Problem to work on:
Give back, unchanged, the lines from the one containing "of the white" to the end of the listing, inclusive of both.
==== Dataset content ====
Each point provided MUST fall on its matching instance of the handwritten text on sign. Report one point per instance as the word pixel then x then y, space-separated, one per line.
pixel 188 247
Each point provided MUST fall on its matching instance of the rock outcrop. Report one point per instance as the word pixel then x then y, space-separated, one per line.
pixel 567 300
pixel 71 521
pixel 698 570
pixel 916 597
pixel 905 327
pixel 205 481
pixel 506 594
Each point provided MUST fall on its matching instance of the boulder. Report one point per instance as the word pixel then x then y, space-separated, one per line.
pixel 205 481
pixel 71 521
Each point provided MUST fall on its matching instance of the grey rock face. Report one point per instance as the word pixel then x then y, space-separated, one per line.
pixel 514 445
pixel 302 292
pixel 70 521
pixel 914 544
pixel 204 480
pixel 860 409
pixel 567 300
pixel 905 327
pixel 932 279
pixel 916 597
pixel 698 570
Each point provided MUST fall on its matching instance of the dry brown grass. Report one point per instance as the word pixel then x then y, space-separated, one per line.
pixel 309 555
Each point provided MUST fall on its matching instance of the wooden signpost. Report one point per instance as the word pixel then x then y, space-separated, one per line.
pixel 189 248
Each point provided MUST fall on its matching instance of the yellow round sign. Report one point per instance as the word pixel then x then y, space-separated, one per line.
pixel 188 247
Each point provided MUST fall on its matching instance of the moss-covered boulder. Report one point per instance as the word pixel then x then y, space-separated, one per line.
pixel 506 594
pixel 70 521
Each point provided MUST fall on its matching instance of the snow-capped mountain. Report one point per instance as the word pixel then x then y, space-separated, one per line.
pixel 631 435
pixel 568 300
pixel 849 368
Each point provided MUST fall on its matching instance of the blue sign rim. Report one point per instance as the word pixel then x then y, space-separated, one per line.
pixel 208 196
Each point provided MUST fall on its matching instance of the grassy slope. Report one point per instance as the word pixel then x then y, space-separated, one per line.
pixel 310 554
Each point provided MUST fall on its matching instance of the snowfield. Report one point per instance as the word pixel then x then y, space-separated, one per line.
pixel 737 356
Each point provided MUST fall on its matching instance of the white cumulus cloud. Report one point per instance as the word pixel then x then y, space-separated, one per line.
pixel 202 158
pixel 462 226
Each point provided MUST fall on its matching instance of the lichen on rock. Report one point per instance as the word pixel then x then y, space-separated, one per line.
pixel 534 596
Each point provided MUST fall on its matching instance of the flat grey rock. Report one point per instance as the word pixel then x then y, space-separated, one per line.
====
Worked solution:
Each point provided MUST fall on its matching instance of the white cumulus cloud. Report one point per instance as the word pixel then x then y, space-separated, one per line.
pixel 202 158
pixel 462 226
Each point provided MUST fall on its matching instance of the lichen on rock. Report one point per instance as the word pixel then x then y, space-separated, one per line.
pixel 534 596
Each point provided MUST fall on its matching instance of the flat grey rock. Report one point per instance as the word pixel then x then y, space-separated, one per line.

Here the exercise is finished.